(INFORMATION SUPPLIED):
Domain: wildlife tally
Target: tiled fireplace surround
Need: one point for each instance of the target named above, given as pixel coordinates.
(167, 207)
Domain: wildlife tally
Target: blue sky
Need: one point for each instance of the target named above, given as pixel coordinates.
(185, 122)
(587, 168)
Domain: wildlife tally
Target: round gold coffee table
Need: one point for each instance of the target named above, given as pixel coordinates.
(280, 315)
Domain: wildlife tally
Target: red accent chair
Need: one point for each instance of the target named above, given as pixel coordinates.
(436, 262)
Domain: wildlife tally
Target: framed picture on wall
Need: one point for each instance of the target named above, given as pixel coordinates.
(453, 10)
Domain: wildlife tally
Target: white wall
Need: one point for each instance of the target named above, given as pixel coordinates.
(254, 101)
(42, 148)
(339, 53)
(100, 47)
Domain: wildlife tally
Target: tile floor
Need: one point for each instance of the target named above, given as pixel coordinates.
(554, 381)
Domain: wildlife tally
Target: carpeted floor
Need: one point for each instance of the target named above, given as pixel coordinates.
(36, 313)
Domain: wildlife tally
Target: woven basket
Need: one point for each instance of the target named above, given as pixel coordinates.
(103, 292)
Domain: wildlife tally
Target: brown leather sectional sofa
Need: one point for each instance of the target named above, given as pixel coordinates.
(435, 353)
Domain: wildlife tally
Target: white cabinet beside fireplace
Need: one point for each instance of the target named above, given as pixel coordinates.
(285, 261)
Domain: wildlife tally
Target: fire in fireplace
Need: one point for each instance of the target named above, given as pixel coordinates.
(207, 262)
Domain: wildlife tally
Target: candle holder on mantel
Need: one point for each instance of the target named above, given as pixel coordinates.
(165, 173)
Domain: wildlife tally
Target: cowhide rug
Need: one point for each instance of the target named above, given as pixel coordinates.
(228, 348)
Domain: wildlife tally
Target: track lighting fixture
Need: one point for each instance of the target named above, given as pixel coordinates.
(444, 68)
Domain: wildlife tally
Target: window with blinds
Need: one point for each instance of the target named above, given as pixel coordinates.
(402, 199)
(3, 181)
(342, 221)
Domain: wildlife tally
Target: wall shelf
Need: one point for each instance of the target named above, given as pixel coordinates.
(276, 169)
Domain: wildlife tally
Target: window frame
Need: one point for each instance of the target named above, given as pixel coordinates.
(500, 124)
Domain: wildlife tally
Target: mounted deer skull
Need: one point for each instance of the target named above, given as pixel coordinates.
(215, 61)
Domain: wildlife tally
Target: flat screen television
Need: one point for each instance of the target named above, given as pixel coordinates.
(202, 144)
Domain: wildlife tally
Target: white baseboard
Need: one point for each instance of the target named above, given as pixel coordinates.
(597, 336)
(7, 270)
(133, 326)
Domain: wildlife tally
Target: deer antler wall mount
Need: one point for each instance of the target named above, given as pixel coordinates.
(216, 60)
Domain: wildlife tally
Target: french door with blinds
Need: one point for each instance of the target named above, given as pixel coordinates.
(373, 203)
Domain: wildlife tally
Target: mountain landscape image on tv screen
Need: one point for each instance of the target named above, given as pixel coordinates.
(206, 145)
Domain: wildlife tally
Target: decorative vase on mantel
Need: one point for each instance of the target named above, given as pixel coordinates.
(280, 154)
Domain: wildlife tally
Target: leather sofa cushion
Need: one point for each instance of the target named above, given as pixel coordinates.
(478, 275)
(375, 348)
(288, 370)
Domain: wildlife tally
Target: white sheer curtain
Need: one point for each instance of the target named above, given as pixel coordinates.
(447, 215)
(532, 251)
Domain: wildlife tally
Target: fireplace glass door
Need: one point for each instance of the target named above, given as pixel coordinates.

(AIM OF THE EXERCISE): What is needed is one number: how many lines of the records above contain the word "mantel".

(ANSWER TO THIS EXERCISE): 2